## Set exercise
Render every line of the records below as a numbered list, omitting any blank lines. Leave the pictures out of the list.

** BEGIN **

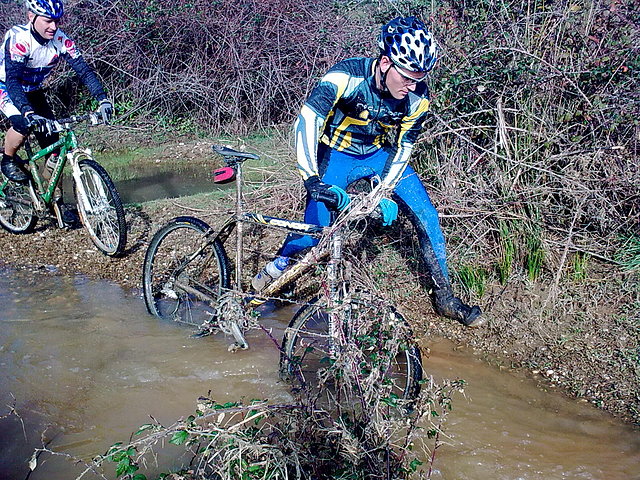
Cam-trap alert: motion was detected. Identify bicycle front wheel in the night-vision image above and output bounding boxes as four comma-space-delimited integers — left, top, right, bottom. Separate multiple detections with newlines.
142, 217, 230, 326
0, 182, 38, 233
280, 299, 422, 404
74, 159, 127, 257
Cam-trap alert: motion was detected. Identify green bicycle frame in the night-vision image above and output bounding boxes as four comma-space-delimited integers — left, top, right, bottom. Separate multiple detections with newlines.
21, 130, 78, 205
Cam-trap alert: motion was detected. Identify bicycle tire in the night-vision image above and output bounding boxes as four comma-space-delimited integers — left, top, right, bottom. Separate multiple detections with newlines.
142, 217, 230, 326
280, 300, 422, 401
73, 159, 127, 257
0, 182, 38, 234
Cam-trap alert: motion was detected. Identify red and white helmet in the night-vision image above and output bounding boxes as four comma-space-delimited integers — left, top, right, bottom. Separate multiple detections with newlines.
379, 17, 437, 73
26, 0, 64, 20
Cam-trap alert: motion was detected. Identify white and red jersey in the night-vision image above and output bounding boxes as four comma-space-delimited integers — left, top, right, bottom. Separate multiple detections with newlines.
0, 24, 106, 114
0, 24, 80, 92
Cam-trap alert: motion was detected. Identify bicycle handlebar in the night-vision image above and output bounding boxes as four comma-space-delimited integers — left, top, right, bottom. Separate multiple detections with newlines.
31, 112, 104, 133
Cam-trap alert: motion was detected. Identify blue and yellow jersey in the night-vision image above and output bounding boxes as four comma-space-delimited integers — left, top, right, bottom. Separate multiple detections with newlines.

** END **

## Exercise response
1. Cam-trap alert: motion was detected. Identify bicycle front wheel in the night-vision image above and output bounding boxes as four comma-space-delimited integers — left, top, right, bottom. Separate multiple detections with newlines.
2. 142, 217, 230, 326
3. 0, 182, 38, 233
4. 280, 299, 422, 404
5. 74, 159, 127, 257
6. Cam-trap alert: motion was detected. Identify green bicycle frame in the night-vision image above and output bounding boxes as four comma-space-delimited integers — left, top, right, bottom. Separate multiple detections with newlines.
7. 21, 130, 78, 205
8. Cam-trap alert: motion was detected. Identify bicycle tire in the night-vision image above and output bounding boxes as four comma-space-delimited integers — left, top, right, bottom. Separate multiple detections with newlines.
9. 142, 217, 230, 326
10. 280, 300, 422, 401
11. 73, 159, 127, 257
12. 0, 182, 38, 234
13. Cam-trap alert: motion was detected. Identify red and white helmet in the night-vision image above and output bounding boxes as four comma-space-delimited integers — left, top, right, bottom. Separate multiple detections with newlines.
14. 379, 17, 437, 73
15. 26, 0, 64, 20
16. Cam-trap alert: motion was detected. Identify white and red jersey in the night-vision image above and output bounding boxes as four comma-space-delimited integers — left, top, right, bottom. Separate multiple detections with newlines.
17. 0, 24, 106, 114
18. 0, 24, 80, 92
19. Cam-trap alert: motion was detected. Identify bicycle handlebar in the night-vision image above and output bounding boxes as four comma-space-delimited integers — left, top, right, bottom. Separate multiple detections with newlines.
20. 31, 112, 104, 133
21. Cam-trap alert: motion was detected. Identify blue and yellow jersey in the night-vision image above and output bounding boxes as four comma-space-delimited integers — left, top, right, bottom. Separate multiple detections with newlines.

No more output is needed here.